Take the listing below and print exactly the lines starting at the line containing "det: white tank top" and ending at the line containing "det: man's bald head", both ends included, and no others.
------ MATERIAL PROVIDED
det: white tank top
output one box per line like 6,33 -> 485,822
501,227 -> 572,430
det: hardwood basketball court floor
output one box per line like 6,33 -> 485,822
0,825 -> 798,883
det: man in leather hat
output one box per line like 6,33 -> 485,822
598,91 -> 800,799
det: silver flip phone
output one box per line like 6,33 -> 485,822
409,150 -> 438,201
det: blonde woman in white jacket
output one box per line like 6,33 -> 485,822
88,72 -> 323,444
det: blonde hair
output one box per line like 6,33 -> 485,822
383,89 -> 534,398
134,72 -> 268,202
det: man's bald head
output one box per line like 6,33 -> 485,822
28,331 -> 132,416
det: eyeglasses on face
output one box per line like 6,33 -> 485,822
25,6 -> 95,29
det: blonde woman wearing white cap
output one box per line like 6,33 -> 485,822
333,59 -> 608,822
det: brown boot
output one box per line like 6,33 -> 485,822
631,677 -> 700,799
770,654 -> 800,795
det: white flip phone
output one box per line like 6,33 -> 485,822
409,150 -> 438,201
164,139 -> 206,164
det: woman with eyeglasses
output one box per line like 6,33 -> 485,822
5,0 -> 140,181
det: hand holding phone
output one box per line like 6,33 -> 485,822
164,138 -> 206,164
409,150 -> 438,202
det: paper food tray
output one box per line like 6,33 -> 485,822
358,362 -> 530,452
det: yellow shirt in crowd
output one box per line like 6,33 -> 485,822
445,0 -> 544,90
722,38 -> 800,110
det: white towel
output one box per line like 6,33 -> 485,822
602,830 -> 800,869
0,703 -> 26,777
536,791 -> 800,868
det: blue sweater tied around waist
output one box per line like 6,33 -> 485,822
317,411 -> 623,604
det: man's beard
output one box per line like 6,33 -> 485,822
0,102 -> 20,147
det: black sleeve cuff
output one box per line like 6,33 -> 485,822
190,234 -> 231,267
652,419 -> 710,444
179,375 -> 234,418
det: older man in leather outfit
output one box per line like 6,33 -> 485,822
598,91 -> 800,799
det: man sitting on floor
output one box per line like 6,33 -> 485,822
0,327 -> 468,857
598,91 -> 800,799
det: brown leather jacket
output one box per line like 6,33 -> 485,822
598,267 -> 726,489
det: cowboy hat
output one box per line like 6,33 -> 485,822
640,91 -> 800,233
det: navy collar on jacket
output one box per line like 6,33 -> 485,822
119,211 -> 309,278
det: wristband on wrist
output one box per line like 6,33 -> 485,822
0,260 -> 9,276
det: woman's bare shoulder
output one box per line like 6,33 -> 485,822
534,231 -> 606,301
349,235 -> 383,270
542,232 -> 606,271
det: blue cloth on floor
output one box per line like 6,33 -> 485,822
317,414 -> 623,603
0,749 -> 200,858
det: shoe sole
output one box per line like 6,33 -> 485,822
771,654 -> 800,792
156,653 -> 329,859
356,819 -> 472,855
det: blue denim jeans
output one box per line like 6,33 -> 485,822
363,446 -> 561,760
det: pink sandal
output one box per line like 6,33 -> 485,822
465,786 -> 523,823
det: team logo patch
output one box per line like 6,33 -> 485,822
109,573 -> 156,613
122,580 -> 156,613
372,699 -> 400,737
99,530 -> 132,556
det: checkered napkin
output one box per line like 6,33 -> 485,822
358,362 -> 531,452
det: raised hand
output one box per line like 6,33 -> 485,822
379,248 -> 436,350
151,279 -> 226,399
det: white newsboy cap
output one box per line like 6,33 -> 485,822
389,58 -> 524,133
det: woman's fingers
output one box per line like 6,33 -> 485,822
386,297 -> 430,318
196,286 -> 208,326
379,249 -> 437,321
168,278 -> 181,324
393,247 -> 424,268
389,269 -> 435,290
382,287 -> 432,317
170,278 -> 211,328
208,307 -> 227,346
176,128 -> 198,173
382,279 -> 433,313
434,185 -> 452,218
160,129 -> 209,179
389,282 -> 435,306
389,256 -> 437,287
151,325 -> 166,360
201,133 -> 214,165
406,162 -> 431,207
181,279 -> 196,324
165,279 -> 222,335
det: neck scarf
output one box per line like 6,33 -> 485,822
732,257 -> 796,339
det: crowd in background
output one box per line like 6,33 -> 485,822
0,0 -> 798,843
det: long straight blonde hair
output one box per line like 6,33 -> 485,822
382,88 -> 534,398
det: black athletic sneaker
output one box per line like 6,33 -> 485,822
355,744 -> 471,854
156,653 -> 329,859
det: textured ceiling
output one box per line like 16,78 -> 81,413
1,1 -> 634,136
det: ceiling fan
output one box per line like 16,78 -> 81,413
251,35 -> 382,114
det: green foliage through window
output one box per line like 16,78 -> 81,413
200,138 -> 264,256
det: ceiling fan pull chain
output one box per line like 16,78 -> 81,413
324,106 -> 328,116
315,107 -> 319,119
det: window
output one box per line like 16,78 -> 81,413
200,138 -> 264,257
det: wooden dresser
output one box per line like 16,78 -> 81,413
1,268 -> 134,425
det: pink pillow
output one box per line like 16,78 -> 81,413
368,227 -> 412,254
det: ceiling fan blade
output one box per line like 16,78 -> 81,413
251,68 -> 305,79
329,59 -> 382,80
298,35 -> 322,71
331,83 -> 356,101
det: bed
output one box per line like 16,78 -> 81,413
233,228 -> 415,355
------------
------ MATERIAL PROVIDED
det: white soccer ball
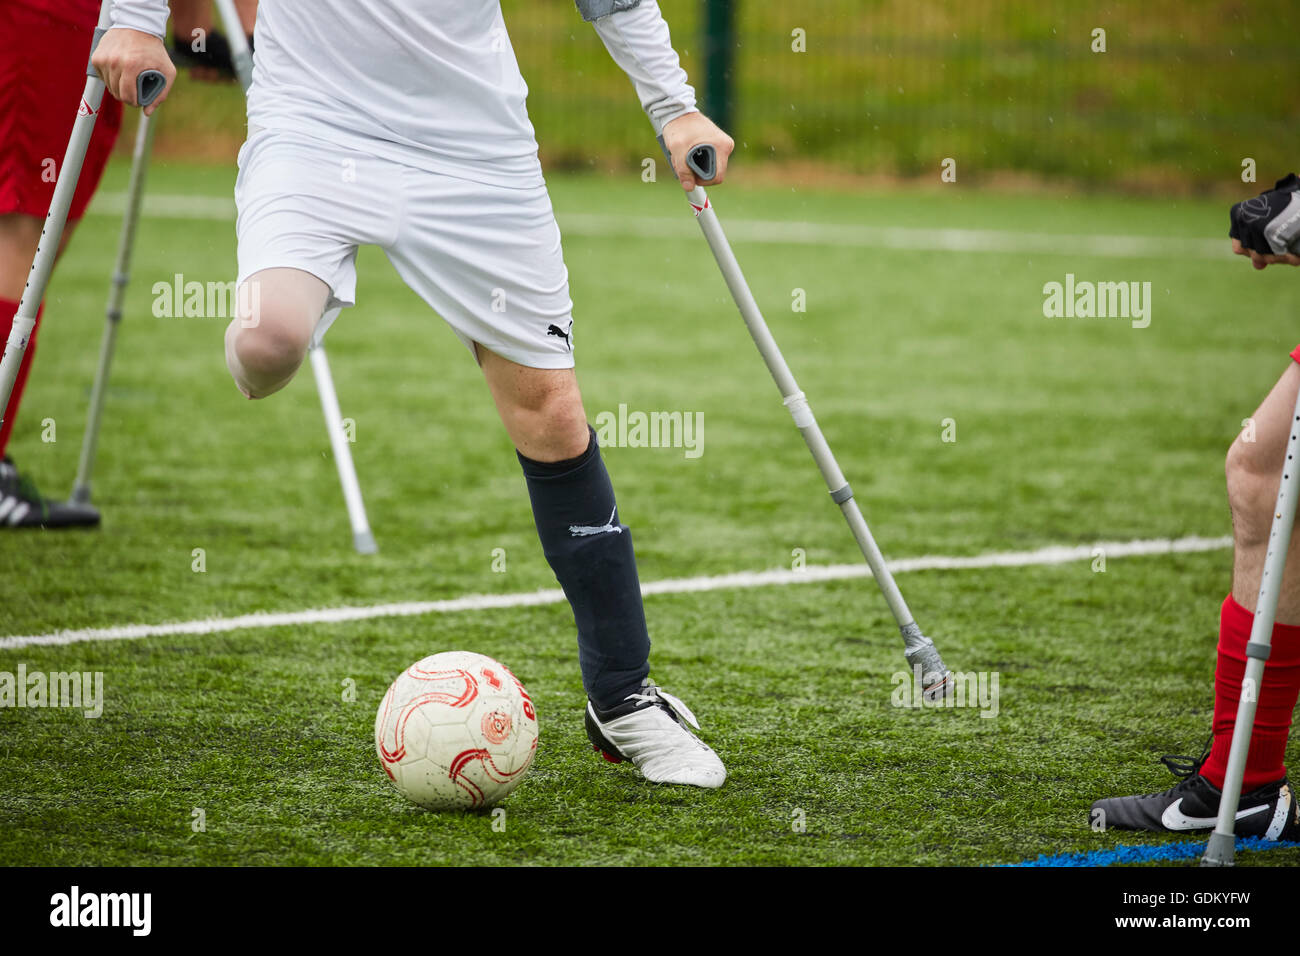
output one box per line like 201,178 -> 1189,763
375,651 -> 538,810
------------
------ MATERIAL PROVIDED
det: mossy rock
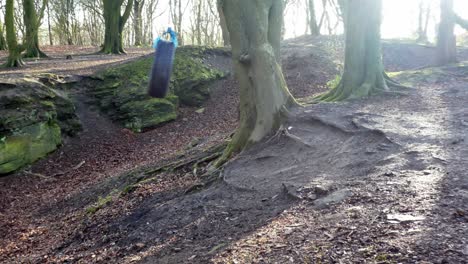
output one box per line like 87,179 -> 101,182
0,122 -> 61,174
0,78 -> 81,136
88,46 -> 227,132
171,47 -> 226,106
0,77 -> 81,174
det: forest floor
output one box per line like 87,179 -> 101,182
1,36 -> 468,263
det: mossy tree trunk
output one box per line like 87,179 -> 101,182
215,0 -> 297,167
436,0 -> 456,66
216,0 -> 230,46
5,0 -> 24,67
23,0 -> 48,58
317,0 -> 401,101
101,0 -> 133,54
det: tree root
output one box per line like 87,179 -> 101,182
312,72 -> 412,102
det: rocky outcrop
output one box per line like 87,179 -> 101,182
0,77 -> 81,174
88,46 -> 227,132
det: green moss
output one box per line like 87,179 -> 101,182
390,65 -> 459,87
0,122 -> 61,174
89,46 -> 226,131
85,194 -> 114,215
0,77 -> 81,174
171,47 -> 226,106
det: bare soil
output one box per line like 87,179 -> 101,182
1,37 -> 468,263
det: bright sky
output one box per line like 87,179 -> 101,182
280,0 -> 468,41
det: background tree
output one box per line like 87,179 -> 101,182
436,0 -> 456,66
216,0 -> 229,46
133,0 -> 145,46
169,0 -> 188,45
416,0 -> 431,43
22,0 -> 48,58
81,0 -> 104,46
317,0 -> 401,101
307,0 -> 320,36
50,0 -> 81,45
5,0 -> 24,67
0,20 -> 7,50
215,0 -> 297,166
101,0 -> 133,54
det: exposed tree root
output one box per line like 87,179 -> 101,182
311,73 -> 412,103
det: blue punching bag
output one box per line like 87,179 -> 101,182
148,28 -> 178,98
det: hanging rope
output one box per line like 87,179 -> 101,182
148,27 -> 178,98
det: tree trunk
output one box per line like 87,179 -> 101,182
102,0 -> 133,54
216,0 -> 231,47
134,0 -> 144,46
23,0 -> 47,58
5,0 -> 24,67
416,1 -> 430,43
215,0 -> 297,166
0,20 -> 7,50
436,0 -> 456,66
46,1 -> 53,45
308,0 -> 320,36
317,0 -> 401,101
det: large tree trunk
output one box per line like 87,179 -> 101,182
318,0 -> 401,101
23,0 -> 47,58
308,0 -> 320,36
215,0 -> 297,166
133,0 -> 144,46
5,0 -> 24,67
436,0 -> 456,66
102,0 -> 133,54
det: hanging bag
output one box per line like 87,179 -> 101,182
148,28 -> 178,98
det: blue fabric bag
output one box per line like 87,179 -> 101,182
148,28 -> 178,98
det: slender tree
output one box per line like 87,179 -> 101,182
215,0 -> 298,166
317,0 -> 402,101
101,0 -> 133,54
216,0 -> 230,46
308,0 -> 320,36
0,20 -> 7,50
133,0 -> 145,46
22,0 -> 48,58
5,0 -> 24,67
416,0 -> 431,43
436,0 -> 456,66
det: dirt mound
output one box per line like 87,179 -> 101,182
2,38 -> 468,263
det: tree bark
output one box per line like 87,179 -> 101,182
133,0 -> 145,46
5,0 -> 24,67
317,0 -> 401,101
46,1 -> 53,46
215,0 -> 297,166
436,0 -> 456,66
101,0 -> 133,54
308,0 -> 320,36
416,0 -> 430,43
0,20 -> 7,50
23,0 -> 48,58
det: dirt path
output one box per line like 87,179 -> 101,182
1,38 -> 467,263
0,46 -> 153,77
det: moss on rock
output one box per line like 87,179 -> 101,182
------------
_RESPONSE AREA:_
det: white tank top
output one box per line like 6,33 -> 485,822
501,227 -> 572,430
det: hardwood basketball court floor
output one box per line like 6,33 -> 485,822
0,825 -> 798,883
det: man in leather hat
output one box per line like 6,33 -> 485,822
598,91 -> 800,799
det: silver flip phone
output one box per line like 6,33 -> 485,822
409,150 -> 438,201
det: blonde woman in white jacket
output one box per line like 6,33 -> 485,822
88,72 -> 323,444
det: blonde hair
output one box per line like 6,33 -> 485,822
383,89 -> 534,398
134,72 -> 268,202
det: man's bald head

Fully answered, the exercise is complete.